### What this task involves
Set down, in full, every record in the block.

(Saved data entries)
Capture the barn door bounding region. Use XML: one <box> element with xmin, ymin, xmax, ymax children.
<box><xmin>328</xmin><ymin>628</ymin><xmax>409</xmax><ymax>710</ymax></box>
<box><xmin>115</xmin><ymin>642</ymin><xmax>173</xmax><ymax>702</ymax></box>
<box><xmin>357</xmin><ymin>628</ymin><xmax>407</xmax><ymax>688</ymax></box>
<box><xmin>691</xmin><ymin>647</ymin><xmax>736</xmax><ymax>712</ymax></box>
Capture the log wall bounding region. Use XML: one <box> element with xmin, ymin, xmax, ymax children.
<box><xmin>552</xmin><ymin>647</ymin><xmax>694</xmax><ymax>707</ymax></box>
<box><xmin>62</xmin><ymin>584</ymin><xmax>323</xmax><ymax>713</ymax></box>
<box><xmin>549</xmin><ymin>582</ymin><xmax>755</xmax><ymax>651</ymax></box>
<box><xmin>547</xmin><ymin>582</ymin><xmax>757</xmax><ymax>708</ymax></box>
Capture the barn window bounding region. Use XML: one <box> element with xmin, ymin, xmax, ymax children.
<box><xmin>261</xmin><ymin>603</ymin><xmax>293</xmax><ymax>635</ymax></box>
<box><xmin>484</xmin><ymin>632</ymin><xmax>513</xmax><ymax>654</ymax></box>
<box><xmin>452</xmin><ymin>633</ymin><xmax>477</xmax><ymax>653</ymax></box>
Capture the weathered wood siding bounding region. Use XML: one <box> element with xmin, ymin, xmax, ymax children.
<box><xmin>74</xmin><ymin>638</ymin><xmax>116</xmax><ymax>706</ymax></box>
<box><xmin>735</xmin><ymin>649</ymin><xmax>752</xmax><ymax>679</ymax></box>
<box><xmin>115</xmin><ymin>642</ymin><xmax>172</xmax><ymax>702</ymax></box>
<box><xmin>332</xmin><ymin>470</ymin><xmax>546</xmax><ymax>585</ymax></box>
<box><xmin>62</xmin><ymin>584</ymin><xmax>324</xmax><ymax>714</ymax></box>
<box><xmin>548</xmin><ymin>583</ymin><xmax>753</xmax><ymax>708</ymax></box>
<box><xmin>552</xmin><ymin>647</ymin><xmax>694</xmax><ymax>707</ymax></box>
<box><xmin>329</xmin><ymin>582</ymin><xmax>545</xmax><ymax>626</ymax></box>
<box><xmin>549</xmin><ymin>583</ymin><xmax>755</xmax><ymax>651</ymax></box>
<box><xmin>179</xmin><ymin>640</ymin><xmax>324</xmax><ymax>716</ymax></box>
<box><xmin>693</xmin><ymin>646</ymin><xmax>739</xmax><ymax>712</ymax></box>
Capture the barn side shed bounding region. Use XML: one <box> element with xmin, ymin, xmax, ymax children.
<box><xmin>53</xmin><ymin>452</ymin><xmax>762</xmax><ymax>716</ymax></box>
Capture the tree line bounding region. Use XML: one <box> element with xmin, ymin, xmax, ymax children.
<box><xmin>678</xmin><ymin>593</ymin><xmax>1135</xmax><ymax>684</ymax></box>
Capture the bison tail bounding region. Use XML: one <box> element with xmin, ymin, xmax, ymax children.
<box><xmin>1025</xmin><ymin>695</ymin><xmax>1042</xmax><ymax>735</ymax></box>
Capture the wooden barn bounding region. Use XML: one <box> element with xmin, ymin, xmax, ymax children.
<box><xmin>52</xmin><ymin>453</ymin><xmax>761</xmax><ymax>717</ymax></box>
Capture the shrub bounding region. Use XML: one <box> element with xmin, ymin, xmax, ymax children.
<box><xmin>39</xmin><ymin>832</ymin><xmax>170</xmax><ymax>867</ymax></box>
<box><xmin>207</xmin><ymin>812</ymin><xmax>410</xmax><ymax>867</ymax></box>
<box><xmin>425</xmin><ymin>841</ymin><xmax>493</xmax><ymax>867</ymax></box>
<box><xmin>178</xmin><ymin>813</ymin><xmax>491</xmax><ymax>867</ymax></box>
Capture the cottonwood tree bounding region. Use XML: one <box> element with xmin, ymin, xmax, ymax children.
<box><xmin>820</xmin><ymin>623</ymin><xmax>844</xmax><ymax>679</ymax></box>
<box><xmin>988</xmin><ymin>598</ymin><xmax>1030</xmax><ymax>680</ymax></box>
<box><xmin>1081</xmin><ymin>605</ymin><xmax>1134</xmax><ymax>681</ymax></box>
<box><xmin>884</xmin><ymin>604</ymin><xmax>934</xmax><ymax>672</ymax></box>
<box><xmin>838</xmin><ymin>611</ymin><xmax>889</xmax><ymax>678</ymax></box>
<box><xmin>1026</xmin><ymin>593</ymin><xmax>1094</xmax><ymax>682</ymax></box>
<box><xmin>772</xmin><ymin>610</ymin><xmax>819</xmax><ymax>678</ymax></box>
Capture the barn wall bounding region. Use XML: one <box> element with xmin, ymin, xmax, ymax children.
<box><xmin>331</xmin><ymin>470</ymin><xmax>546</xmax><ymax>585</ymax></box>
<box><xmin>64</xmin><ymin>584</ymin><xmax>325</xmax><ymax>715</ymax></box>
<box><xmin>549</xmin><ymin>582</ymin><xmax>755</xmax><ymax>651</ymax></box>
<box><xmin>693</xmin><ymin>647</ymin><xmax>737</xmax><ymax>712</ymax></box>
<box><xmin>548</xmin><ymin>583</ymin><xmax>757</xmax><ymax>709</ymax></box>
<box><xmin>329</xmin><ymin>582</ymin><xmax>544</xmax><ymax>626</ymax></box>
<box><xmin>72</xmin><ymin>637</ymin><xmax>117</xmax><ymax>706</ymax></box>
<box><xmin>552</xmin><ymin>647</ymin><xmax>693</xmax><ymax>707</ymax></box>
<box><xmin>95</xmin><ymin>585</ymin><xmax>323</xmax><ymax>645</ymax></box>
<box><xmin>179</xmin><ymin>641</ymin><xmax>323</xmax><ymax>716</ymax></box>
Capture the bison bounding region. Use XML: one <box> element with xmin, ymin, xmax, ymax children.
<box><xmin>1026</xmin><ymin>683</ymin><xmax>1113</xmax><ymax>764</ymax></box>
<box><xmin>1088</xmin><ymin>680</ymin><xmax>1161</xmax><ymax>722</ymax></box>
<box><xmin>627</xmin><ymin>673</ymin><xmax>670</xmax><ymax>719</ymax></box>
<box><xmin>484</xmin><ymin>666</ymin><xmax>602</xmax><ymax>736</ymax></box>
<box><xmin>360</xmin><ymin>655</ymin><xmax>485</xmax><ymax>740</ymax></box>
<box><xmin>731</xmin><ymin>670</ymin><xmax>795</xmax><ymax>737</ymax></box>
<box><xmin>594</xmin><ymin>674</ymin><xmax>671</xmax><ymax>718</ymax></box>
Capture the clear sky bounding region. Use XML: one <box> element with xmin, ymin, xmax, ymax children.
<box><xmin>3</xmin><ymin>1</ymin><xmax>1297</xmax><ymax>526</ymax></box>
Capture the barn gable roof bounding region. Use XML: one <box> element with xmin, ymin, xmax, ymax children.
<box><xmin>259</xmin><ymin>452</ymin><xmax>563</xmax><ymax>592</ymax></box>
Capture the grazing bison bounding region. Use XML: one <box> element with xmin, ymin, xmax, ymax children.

### Response
Capture the barn door bounding region. Use XML: one <box> element with xmin, ymin, xmax, ymax children.
<box><xmin>328</xmin><ymin>628</ymin><xmax>409</xmax><ymax>710</ymax></box>
<box><xmin>115</xmin><ymin>642</ymin><xmax>173</xmax><ymax>702</ymax></box>
<box><xmin>357</xmin><ymin>628</ymin><xmax>407</xmax><ymax>688</ymax></box>
<box><xmin>691</xmin><ymin>647</ymin><xmax>736</xmax><ymax>712</ymax></box>
Capture the log wall bounding region. Use XML: one <box> element with xmin, ymin, xmax, ymax children.
<box><xmin>552</xmin><ymin>647</ymin><xmax>694</xmax><ymax>707</ymax></box>
<box><xmin>62</xmin><ymin>584</ymin><xmax>323</xmax><ymax>713</ymax></box>
<box><xmin>549</xmin><ymin>582</ymin><xmax>755</xmax><ymax>651</ymax></box>
<box><xmin>547</xmin><ymin>582</ymin><xmax>757</xmax><ymax>708</ymax></box>
Capture the barn window bounding region. Use XML: one <box> element with xmin, ymin, xmax, ymax children.
<box><xmin>261</xmin><ymin>603</ymin><xmax>293</xmax><ymax>635</ymax></box>
<box><xmin>484</xmin><ymin>632</ymin><xmax>513</xmax><ymax>654</ymax></box>
<box><xmin>452</xmin><ymin>633</ymin><xmax>477</xmax><ymax>653</ymax></box>
Capture the weathered wood siding bounding region. Use XML: one <box> element with xmin, ymin, xmax, ymax children.
<box><xmin>74</xmin><ymin>638</ymin><xmax>116</xmax><ymax>706</ymax></box>
<box><xmin>735</xmin><ymin>649</ymin><xmax>752</xmax><ymax>679</ymax></box>
<box><xmin>115</xmin><ymin>642</ymin><xmax>172</xmax><ymax>702</ymax></box>
<box><xmin>332</xmin><ymin>470</ymin><xmax>546</xmax><ymax>585</ymax></box>
<box><xmin>62</xmin><ymin>584</ymin><xmax>324</xmax><ymax>714</ymax></box>
<box><xmin>548</xmin><ymin>583</ymin><xmax>753</xmax><ymax>708</ymax></box>
<box><xmin>552</xmin><ymin>647</ymin><xmax>694</xmax><ymax>707</ymax></box>
<box><xmin>329</xmin><ymin>582</ymin><xmax>545</xmax><ymax>626</ymax></box>
<box><xmin>549</xmin><ymin>583</ymin><xmax>755</xmax><ymax>651</ymax></box>
<box><xmin>179</xmin><ymin>640</ymin><xmax>324</xmax><ymax>716</ymax></box>
<box><xmin>693</xmin><ymin>646</ymin><xmax>739</xmax><ymax>712</ymax></box>
Capture the barn side shed bounding region. Use XML: one <box> element with xmin, ymin, xmax, ymax children.
<box><xmin>53</xmin><ymin>452</ymin><xmax>762</xmax><ymax>716</ymax></box>
Capture the tree line bounding region. Use XML: one <box> element with xmin, ymin, xmax, ymax children.
<box><xmin>678</xmin><ymin>593</ymin><xmax>1135</xmax><ymax>684</ymax></box>
Capture the bison tail bounding region. Use XML: one <box> element with xmin, ymin, xmax, ymax children.
<box><xmin>1025</xmin><ymin>695</ymin><xmax>1042</xmax><ymax>735</ymax></box>
Capture the wooden barn bounding region. Use XML: one <box> element with xmin, ymin, xmax, ymax children.
<box><xmin>52</xmin><ymin>453</ymin><xmax>761</xmax><ymax>717</ymax></box>
Capture the shrub bounding region. Use XML: one <box> element with xmin, ymin, xmax, ymax children.
<box><xmin>39</xmin><ymin>832</ymin><xmax>170</xmax><ymax>867</ymax></box>
<box><xmin>207</xmin><ymin>812</ymin><xmax>410</xmax><ymax>867</ymax></box>
<box><xmin>425</xmin><ymin>841</ymin><xmax>493</xmax><ymax>867</ymax></box>
<box><xmin>178</xmin><ymin>813</ymin><xmax>491</xmax><ymax>867</ymax></box>
Capture the cottonwood tree bounding region. Use XML: one <box> element with xmin, ymin, xmax, ymax children.
<box><xmin>820</xmin><ymin>623</ymin><xmax>844</xmax><ymax>679</ymax></box>
<box><xmin>988</xmin><ymin>598</ymin><xmax>1030</xmax><ymax>680</ymax></box>
<box><xmin>1081</xmin><ymin>605</ymin><xmax>1134</xmax><ymax>681</ymax></box>
<box><xmin>884</xmin><ymin>604</ymin><xmax>934</xmax><ymax>672</ymax></box>
<box><xmin>838</xmin><ymin>611</ymin><xmax>889</xmax><ymax>678</ymax></box>
<box><xmin>1026</xmin><ymin>593</ymin><xmax>1094</xmax><ymax>682</ymax></box>
<box><xmin>772</xmin><ymin>610</ymin><xmax>819</xmax><ymax>678</ymax></box>
Capture the barn wall bounding region. Use XML: one <box> element with xmin, ymin, xmax, ymax children.
<box><xmin>331</xmin><ymin>470</ymin><xmax>546</xmax><ymax>585</ymax></box>
<box><xmin>64</xmin><ymin>584</ymin><xmax>325</xmax><ymax>715</ymax></box>
<box><xmin>549</xmin><ymin>582</ymin><xmax>755</xmax><ymax>651</ymax></box>
<box><xmin>693</xmin><ymin>647</ymin><xmax>737</xmax><ymax>712</ymax></box>
<box><xmin>548</xmin><ymin>583</ymin><xmax>757</xmax><ymax>709</ymax></box>
<box><xmin>329</xmin><ymin>582</ymin><xmax>544</xmax><ymax>626</ymax></box>
<box><xmin>72</xmin><ymin>637</ymin><xmax>117</xmax><ymax>706</ymax></box>
<box><xmin>552</xmin><ymin>647</ymin><xmax>693</xmax><ymax>707</ymax></box>
<box><xmin>95</xmin><ymin>585</ymin><xmax>323</xmax><ymax>645</ymax></box>
<box><xmin>179</xmin><ymin>641</ymin><xmax>323</xmax><ymax>716</ymax></box>
Capture the bison bounding region. Use XML: one <box> element with xmin, ymin, xmax, ymax children.
<box><xmin>1026</xmin><ymin>683</ymin><xmax>1113</xmax><ymax>764</ymax></box>
<box><xmin>1088</xmin><ymin>680</ymin><xmax>1161</xmax><ymax>722</ymax></box>
<box><xmin>627</xmin><ymin>673</ymin><xmax>670</xmax><ymax>719</ymax></box>
<box><xmin>484</xmin><ymin>666</ymin><xmax>602</xmax><ymax>736</ymax></box>
<box><xmin>360</xmin><ymin>655</ymin><xmax>485</xmax><ymax>740</ymax></box>
<box><xmin>731</xmin><ymin>670</ymin><xmax>795</xmax><ymax>737</ymax></box>
<box><xmin>594</xmin><ymin>674</ymin><xmax>671</xmax><ymax>718</ymax></box>
Capture the clear sky bounding region. Use XML: one <box> element with xmin, ymin, xmax, ymax children.
<box><xmin>3</xmin><ymin>1</ymin><xmax>1297</xmax><ymax>526</ymax></box>
Capture the barn gable roof bounding region. Use XML: one <box> element with xmin, ymin, xmax, ymax children.
<box><xmin>259</xmin><ymin>452</ymin><xmax>563</xmax><ymax>592</ymax></box>
Capture the grazing bison bounding region. Use XML: one <box> element with xmin, ymin, xmax, ymax children.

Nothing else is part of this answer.